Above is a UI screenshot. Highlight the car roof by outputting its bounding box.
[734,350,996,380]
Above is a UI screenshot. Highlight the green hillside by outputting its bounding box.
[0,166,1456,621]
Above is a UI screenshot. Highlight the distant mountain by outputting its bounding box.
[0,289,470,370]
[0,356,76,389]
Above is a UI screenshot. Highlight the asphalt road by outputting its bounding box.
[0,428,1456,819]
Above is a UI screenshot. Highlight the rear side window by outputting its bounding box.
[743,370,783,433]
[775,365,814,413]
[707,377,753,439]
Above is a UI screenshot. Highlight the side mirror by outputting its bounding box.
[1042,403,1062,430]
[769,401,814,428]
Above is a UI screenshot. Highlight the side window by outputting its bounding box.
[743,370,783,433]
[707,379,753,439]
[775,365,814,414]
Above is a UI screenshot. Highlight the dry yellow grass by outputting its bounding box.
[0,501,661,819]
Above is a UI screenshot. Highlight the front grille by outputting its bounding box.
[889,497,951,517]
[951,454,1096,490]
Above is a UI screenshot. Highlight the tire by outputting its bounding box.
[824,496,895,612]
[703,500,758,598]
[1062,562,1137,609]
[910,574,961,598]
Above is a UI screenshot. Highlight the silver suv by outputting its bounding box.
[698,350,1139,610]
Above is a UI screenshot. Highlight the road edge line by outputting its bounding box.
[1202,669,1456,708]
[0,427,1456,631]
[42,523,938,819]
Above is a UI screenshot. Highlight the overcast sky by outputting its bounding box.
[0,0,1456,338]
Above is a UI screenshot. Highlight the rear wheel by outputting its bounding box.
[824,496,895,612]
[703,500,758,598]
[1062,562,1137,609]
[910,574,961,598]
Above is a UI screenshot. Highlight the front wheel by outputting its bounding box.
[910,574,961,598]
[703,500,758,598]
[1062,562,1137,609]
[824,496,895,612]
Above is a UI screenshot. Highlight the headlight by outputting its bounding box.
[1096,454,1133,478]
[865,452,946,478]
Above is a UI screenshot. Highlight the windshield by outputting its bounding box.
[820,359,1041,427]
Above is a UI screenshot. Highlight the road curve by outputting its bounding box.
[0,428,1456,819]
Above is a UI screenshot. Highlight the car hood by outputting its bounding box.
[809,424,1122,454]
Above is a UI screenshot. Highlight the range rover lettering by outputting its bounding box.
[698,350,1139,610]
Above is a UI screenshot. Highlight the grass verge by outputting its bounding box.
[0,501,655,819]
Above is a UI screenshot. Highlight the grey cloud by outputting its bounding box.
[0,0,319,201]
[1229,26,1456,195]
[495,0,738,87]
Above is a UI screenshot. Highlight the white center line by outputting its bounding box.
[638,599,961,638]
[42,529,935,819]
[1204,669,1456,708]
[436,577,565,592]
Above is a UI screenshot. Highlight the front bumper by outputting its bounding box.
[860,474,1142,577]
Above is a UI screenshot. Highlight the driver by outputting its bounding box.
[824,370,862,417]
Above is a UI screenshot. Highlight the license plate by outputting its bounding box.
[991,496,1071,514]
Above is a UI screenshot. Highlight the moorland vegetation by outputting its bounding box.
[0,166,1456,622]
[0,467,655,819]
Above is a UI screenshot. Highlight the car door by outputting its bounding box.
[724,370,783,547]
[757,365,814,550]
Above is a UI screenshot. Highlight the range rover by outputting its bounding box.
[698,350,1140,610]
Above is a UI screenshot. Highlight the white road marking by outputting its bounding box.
-------
__Exercise brief__:
Pull every line of the listing above and reproduce each one verbatim, in its original order from first to last.

__Expected output__:
Above is a UI screenshot. Highlight the car roof by outputting its bounding box.
[734,350,996,380]
Above is a UI screenshot. Highlight the green hillside by outputting its bounding box.
[0,166,1456,621]
Above is a UI screenshot. Highlight the distant mountain by outputting its bounding box.
[0,289,470,370]
[0,356,76,389]
Above is a UI screenshot. Highlight the asphalt road by outputting its bounding box.
[0,428,1456,819]
Above is a UI screenshot. Highlight the rear side window by outputting its bounding box.
[743,370,783,433]
[775,365,814,413]
[707,377,753,439]
Above is a UI screenshot. Highlight the side mirror by outputting its bounding box.
[1042,403,1062,430]
[769,401,814,428]
Above is a UI screenshot. Highlight the side window by outputting its bounding box.
[743,370,783,433]
[707,379,753,439]
[775,365,814,414]
Above is a UI screenshot. Highlight the dry yellow grass by outputting its bounding box.
[0,501,661,819]
Above is a UI screenshot. Highlight the front grille by outputting its bounding box.
[889,497,951,517]
[951,454,1096,490]
Above is a UI screenshot. Highlight the tire by outputting its bounding box.
[824,496,895,612]
[703,500,758,598]
[1062,562,1137,609]
[910,574,961,598]
Above is a UI screenshot. Highlight the silver suv by outputting its bounding box.
[698,350,1139,610]
Above is a UI screenshot. Highlight the road edge line by outputting its bounding box.
[1202,669,1456,708]
[0,427,1456,631]
[42,523,938,819]
Above is a UI screenshot. Highlight the overcast sky by outputting its bounding box.
[0,0,1456,338]
Above is a UI screenshot. Highlight the rear wheel by outputting its bounding box.
[824,496,895,612]
[703,500,758,598]
[1062,562,1137,609]
[910,574,961,598]
Above is a UI screenshot. Highlight the front wheel by outputting its bounding box.
[910,574,961,598]
[703,500,758,598]
[1062,562,1137,609]
[824,496,895,612]
Above is a UI screenshot. Highlight the headlight by outputting its bounding box.
[1096,454,1133,478]
[865,452,946,478]
Above is a UI screenshot. Highlight the windshield by outputting its bounding box.
[820,359,1041,427]
Above is a UI screenshot. Highlight the road curve by outputting its bounding box.
[0,428,1456,819]
Above is a UI screenshot. Highlight the car hood by outputting its bounding box.
[809,424,1122,454]
Above is a UI screenshot. Highlight the range rover lettering by outputting its bounding box.
[698,350,1139,610]
Above is a UI screenshot. Highlight the grass verge by outputting its bounding box.
[0,501,655,819]
Above is a UI screenshot. Highlight the grey cloud by outputting its bounding box.
[0,0,319,201]
[1229,26,1456,195]
[495,0,738,87]
Above is a UI screenshot. Highlight the white center line by outputting its bounding box.
[638,599,961,638]
[42,529,935,819]
[1204,669,1456,708]
[436,577,565,592]
Above is a UI screenshot. Highlight the front bumper by outputting its bounding box.
[860,474,1142,577]
Above is a UI screenshot. Highlight the driver by outputting its bounding box.
[824,370,862,417]
Above is a UI screenshot. Highlight the license plate by outputting its bounding box.
[991,496,1071,514]
Above is a UI screenshot. Highlight the moorland vegetation by outputting its bounding box.
[0,166,1456,622]
[0,467,655,819]
Above is a UI screenshot. Highlight the car door by outputting its bounding box.
[724,370,783,547]
[757,365,814,550]
Above is a UI screenshot. Highlight the range rover by outputting its bounding box.
[698,350,1140,610]
Above is a UI screenshot. Highlight the white road marking by outputting its bounding box.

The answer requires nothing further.